• [GOAL]:
Gather every line below that contains the string "white", and copy each one in full.

• [RECORD EXCERPTS]:
------------------------------------------------
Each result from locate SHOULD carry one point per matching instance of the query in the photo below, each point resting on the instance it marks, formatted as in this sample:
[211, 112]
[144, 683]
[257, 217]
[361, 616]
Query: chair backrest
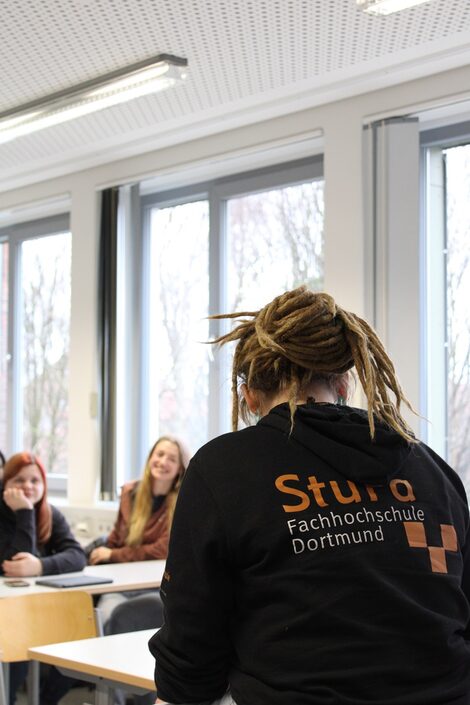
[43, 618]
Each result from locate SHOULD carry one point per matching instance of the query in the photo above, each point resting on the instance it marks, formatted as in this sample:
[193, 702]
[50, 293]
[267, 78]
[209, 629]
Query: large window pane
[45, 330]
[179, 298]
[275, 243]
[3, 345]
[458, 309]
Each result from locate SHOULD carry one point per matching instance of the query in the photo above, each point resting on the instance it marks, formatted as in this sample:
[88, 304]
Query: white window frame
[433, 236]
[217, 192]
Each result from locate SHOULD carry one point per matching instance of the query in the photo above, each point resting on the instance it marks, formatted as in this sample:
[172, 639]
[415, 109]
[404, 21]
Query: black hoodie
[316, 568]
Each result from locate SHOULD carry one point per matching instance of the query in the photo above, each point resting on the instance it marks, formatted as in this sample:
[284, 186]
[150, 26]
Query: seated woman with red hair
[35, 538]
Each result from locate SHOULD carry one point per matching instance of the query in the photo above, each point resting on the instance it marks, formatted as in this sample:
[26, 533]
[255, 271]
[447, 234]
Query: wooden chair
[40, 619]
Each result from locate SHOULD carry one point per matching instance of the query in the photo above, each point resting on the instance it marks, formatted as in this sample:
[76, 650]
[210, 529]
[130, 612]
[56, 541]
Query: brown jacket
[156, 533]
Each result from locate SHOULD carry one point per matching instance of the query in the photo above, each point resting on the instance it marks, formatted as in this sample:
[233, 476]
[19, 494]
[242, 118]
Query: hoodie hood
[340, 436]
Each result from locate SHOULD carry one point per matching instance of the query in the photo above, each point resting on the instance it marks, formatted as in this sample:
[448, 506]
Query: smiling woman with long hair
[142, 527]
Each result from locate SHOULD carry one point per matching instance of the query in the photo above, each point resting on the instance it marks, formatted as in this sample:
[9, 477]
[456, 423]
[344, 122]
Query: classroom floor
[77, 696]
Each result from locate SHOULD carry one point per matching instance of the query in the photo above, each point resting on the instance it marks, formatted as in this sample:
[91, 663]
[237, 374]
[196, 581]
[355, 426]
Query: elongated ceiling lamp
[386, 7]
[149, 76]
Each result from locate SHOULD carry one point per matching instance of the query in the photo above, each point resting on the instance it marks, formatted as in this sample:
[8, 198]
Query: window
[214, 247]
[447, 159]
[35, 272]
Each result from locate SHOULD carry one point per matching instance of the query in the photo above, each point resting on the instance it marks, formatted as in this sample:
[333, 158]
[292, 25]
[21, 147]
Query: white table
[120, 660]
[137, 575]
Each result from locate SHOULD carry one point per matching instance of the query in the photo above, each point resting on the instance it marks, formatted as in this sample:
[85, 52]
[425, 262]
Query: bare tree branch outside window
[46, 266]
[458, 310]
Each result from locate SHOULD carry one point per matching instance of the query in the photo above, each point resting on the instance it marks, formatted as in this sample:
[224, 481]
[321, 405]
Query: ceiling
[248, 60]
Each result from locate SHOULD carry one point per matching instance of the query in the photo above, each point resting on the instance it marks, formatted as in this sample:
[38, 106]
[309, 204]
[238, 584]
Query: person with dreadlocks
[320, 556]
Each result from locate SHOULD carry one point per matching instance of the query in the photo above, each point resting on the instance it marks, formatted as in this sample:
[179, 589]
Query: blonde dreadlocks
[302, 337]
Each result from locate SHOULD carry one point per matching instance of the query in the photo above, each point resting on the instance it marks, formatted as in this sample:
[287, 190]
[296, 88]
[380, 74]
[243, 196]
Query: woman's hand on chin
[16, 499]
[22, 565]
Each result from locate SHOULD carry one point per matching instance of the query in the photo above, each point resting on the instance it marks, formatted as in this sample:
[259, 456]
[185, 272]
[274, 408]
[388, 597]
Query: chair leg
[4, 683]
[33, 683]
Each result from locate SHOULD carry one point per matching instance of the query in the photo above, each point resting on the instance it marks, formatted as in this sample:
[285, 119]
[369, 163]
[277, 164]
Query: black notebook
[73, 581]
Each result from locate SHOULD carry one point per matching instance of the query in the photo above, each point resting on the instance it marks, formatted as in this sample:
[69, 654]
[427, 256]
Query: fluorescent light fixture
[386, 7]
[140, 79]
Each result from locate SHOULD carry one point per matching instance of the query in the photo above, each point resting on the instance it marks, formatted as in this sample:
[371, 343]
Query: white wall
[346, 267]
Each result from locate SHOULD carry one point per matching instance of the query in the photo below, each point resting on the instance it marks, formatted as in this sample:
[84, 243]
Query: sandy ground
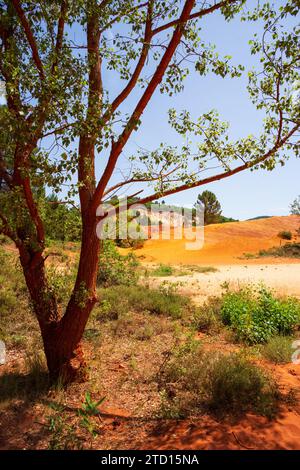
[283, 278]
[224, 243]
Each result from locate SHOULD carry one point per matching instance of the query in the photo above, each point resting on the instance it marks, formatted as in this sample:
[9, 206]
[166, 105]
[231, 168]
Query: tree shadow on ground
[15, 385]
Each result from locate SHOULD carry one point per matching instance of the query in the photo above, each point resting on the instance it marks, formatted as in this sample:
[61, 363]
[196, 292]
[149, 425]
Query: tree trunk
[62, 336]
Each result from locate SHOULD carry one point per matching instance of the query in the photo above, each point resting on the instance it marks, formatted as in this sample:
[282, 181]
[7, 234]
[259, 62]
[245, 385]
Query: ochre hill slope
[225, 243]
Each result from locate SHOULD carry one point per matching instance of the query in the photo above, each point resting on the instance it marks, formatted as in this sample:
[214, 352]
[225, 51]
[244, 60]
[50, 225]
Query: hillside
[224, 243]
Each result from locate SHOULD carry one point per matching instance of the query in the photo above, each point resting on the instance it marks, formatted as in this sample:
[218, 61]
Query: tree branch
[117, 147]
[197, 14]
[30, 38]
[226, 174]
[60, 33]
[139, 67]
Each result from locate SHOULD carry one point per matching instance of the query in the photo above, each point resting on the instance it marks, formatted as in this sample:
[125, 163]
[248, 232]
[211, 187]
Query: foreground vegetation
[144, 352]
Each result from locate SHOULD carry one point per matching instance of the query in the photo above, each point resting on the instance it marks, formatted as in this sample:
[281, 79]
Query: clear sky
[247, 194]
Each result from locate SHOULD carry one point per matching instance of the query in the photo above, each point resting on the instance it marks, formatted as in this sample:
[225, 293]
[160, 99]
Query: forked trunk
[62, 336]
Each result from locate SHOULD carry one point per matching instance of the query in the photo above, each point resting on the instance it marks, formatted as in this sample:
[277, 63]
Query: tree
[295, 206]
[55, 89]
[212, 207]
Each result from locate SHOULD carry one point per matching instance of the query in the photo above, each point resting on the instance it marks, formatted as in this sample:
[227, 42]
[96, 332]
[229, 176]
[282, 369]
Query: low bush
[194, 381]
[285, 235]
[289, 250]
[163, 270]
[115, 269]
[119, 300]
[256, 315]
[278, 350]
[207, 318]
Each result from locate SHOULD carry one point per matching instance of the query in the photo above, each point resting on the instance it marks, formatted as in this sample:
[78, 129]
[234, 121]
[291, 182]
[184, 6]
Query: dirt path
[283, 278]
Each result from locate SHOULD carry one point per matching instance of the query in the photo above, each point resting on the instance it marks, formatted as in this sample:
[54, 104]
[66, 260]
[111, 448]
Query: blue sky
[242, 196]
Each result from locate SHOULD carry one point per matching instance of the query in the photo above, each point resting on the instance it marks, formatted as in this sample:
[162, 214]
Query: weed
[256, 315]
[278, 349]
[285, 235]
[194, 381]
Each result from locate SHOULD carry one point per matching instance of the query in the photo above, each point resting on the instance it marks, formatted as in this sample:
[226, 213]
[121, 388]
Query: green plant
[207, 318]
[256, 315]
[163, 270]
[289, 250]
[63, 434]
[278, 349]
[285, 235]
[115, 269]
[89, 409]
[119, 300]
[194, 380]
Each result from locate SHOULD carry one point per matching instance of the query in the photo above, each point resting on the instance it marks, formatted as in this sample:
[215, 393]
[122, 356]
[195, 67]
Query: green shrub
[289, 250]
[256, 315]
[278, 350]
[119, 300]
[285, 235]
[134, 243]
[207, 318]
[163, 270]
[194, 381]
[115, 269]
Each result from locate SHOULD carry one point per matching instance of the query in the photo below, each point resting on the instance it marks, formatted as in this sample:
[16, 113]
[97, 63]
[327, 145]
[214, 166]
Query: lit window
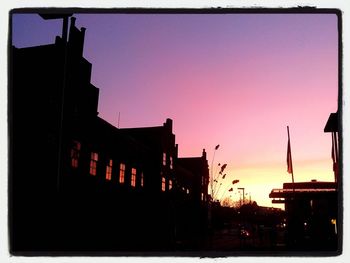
------------------------------------------------
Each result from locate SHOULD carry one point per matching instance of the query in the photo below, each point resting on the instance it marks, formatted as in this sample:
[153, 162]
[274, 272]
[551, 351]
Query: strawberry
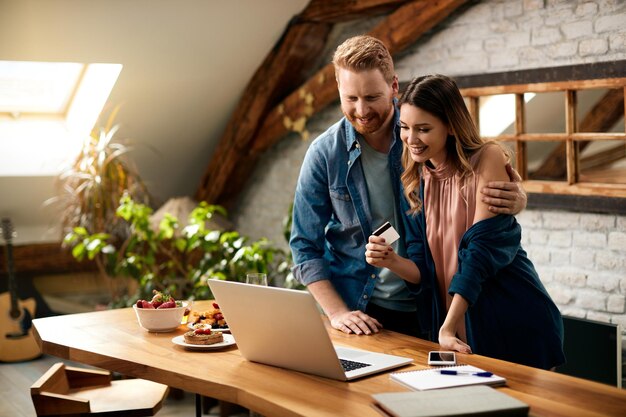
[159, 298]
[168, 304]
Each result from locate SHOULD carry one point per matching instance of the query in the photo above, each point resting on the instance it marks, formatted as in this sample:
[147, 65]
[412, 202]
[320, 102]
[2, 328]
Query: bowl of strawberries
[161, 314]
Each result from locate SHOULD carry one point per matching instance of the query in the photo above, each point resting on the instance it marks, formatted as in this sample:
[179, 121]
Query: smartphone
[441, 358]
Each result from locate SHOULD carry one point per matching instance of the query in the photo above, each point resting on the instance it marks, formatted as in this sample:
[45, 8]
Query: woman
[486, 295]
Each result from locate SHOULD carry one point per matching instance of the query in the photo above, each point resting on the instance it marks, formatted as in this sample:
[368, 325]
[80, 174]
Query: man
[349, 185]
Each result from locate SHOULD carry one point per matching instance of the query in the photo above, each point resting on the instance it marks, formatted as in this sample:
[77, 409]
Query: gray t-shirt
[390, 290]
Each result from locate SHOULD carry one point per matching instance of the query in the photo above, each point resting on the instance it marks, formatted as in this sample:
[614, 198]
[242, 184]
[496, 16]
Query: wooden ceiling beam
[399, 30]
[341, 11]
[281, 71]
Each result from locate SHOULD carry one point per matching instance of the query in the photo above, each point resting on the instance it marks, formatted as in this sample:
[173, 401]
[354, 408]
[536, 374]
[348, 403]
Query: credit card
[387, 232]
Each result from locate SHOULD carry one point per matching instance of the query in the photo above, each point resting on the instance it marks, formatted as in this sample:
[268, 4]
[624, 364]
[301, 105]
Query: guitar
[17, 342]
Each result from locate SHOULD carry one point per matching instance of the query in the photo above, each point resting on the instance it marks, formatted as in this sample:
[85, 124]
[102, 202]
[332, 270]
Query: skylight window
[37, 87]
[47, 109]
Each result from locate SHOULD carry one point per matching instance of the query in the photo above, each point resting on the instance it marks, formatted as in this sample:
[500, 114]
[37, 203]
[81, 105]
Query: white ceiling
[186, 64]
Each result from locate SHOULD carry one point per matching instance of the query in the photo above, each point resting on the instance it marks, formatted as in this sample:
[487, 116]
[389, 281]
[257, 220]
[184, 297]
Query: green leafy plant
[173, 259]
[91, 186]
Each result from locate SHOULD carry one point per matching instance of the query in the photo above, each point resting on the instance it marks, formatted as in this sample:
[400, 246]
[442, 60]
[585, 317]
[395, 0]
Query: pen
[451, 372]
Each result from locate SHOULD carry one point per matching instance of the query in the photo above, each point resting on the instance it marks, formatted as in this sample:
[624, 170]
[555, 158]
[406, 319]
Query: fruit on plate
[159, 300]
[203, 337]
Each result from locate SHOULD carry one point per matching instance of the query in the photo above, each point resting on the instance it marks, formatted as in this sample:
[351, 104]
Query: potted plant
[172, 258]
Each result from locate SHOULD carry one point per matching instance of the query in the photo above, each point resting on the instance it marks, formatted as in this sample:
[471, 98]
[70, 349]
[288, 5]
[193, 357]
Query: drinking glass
------------------------------------------------
• [SOLUTION]:
Query: white window frame
Query: white table
Query: white wall
Query: white ceiling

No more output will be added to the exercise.